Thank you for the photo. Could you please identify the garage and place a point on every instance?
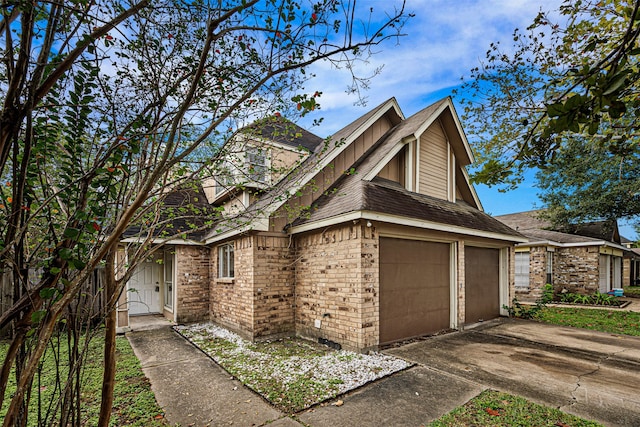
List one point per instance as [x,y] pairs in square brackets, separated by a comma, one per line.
[482,280]
[415,291]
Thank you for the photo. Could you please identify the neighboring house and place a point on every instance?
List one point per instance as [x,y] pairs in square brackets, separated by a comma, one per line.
[372,236]
[583,258]
[631,264]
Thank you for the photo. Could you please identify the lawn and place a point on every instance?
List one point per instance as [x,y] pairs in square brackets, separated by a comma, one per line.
[614,321]
[492,408]
[292,373]
[134,402]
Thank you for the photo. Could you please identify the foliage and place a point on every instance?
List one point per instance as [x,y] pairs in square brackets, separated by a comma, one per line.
[106,108]
[597,183]
[571,75]
[527,311]
[632,291]
[493,408]
[594,299]
[610,321]
[134,403]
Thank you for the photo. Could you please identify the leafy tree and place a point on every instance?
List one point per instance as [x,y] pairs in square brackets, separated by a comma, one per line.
[595,183]
[572,75]
[105,105]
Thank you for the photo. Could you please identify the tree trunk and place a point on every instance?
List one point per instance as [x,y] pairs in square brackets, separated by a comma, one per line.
[108,380]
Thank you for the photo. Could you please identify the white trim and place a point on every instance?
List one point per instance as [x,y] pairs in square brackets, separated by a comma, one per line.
[156,240]
[570,245]
[453,303]
[409,174]
[260,224]
[471,188]
[400,220]
[173,282]
[504,281]
[417,162]
[451,196]
[302,181]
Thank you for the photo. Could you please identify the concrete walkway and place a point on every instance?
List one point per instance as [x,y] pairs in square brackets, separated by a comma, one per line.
[589,374]
[194,391]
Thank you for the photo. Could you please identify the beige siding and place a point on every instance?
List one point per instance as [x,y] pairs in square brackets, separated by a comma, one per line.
[395,169]
[433,163]
[324,179]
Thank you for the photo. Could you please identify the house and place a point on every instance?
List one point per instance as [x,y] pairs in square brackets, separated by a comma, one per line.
[630,264]
[369,237]
[583,258]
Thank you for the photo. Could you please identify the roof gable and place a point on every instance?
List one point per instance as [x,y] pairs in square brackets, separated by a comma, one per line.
[441,113]
[537,228]
[255,218]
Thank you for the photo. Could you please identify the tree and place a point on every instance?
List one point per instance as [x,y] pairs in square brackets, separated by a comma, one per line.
[571,76]
[106,105]
[596,183]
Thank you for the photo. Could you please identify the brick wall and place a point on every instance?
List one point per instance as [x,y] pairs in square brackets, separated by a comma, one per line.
[576,269]
[231,300]
[192,284]
[537,274]
[337,276]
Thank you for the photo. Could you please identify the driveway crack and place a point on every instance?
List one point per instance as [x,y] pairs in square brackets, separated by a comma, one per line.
[601,360]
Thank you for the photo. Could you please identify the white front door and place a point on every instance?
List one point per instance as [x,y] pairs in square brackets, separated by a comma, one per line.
[144,289]
[604,274]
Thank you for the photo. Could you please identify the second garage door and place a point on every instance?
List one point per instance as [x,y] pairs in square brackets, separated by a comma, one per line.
[414,288]
[482,279]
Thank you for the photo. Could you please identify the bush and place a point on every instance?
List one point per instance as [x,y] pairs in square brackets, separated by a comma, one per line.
[595,299]
[531,311]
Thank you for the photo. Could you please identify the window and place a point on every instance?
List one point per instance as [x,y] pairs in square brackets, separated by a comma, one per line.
[256,165]
[522,270]
[550,267]
[225,261]
[224,178]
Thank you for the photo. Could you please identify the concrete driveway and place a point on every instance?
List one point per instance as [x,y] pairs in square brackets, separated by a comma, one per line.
[590,374]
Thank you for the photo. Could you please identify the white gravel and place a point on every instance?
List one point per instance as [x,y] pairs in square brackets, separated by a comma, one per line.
[342,369]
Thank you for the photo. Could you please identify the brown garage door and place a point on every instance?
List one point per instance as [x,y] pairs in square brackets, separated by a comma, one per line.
[482,278]
[414,288]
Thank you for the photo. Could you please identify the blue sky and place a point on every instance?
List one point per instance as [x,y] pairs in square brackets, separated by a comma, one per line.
[443,42]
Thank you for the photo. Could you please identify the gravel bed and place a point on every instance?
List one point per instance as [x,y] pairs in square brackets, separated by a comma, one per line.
[291,373]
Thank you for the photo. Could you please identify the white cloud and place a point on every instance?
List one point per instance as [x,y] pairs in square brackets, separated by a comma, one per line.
[443,42]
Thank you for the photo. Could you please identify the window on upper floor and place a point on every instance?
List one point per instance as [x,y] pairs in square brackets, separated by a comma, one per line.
[256,165]
[226,261]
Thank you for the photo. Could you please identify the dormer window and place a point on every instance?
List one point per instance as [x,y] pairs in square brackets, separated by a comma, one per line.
[225,178]
[256,165]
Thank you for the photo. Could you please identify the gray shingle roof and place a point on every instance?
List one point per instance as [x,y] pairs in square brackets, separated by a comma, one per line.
[534,226]
[283,131]
[352,193]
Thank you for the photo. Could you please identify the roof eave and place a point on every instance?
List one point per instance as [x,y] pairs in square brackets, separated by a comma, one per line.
[400,220]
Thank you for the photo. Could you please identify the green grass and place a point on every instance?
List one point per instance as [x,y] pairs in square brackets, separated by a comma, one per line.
[492,408]
[134,402]
[610,321]
[632,291]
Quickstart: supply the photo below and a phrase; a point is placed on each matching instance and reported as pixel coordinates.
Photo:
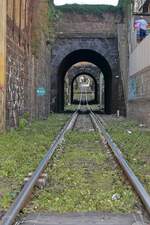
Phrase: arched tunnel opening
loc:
(90, 91)
(88, 56)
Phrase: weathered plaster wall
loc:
(139, 83)
(2, 64)
(97, 33)
(28, 59)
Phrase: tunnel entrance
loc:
(81, 84)
(86, 56)
(86, 85)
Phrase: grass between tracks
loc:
(21, 150)
(135, 145)
(82, 178)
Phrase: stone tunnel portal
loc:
(91, 57)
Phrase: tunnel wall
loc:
(28, 59)
(98, 33)
(87, 69)
(106, 47)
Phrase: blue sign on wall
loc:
(132, 89)
(40, 91)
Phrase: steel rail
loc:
(138, 186)
(21, 199)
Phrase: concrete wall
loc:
(97, 33)
(139, 83)
(28, 59)
(2, 64)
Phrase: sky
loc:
(91, 2)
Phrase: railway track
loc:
(77, 121)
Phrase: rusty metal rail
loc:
(21, 199)
(139, 188)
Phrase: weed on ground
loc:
(21, 151)
(81, 178)
(134, 142)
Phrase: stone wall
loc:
(139, 83)
(28, 59)
(17, 81)
(139, 96)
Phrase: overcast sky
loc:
(92, 2)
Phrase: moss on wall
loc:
(86, 9)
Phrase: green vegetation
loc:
(21, 150)
(86, 9)
(135, 145)
(81, 178)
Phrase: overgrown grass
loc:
(81, 179)
(135, 145)
(21, 150)
(87, 9)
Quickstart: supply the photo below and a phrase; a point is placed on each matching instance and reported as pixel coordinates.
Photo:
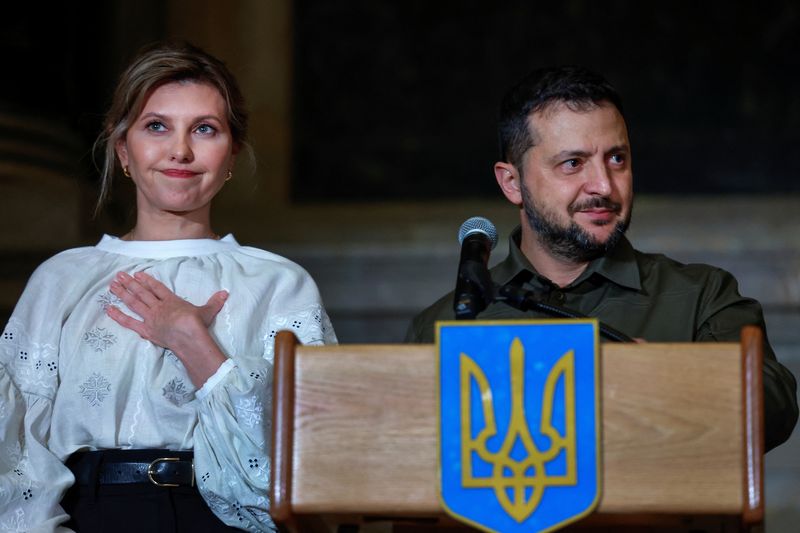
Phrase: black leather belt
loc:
(163, 468)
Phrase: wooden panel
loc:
(366, 429)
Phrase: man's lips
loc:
(179, 173)
(599, 213)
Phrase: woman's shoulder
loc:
(271, 260)
(70, 259)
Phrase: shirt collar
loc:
(618, 266)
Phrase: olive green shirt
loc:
(646, 296)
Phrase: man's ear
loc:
(122, 152)
(508, 178)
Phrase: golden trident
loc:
(508, 474)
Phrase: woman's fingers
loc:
(160, 290)
(213, 306)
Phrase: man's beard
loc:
(572, 242)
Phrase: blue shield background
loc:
(488, 344)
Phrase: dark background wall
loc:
(398, 99)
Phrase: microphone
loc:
(474, 287)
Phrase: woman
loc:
(145, 360)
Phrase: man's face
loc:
(576, 181)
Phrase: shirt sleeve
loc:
(232, 438)
(32, 479)
(724, 314)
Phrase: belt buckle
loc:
(151, 471)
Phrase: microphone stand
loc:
(526, 300)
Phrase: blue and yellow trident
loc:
(496, 473)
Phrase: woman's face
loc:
(179, 149)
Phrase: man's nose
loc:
(598, 180)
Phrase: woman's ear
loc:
(121, 148)
(508, 178)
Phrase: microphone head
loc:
(478, 225)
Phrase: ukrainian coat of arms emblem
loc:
(519, 423)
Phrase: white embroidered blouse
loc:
(72, 379)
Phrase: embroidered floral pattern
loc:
(95, 389)
(172, 358)
(176, 392)
(16, 523)
(99, 339)
(107, 299)
(249, 411)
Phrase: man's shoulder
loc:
(662, 268)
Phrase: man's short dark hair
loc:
(576, 87)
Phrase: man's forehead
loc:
(560, 116)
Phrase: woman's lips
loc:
(179, 173)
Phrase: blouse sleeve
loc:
(232, 438)
(32, 479)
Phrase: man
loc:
(566, 165)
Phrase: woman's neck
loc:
(170, 227)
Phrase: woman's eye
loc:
(205, 129)
(155, 126)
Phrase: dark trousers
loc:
(139, 508)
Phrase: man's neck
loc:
(560, 271)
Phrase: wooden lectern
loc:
(355, 437)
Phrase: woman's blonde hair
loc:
(154, 66)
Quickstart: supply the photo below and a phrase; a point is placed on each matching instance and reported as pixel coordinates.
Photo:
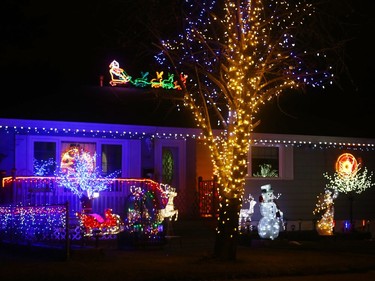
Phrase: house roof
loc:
(159, 107)
(118, 131)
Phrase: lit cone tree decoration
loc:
(79, 173)
(239, 55)
(349, 178)
(324, 210)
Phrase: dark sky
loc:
(46, 46)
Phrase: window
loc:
(111, 159)
(272, 162)
(168, 166)
(265, 161)
(44, 158)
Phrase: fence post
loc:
(67, 229)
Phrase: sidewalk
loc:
(187, 256)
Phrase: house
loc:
(161, 145)
(179, 157)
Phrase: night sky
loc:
(49, 48)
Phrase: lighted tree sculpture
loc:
(239, 55)
(325, 211)
(349, 178)
(271, 222)
(79, 173)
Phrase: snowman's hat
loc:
(266, 188)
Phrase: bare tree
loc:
(238, 56)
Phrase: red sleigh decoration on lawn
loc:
(94, 224)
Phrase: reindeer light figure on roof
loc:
(169, 211)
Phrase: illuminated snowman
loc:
(271, 222)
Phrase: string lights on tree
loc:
(349, 178)
(238, 56)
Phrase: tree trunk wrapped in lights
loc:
(237, 56)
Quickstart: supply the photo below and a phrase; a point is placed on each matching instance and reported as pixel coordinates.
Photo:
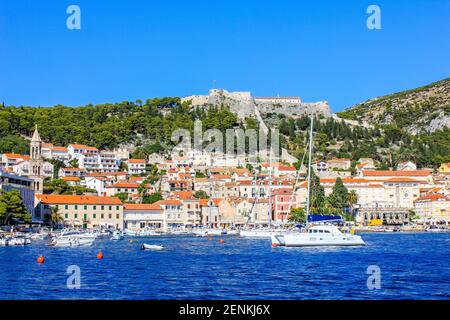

- What you will do
Using the listing above, pull out all lines that hold the word "tree".

- Solution
Thank you for the photo. Could you please identify the leafy tree and place a point on every instance?
Thank you for the photo. Could you please identify the tree trunk and place a point on every instance?
Thank you for the photo. Could you please identify the tree and place a point on every instance?
Phrase: lit cone tree decoration
Phrase: lighted tree sculpture
Phrase: bare tree
Phrase: string lights on tree
Phrase: tree trunk wrapped in lights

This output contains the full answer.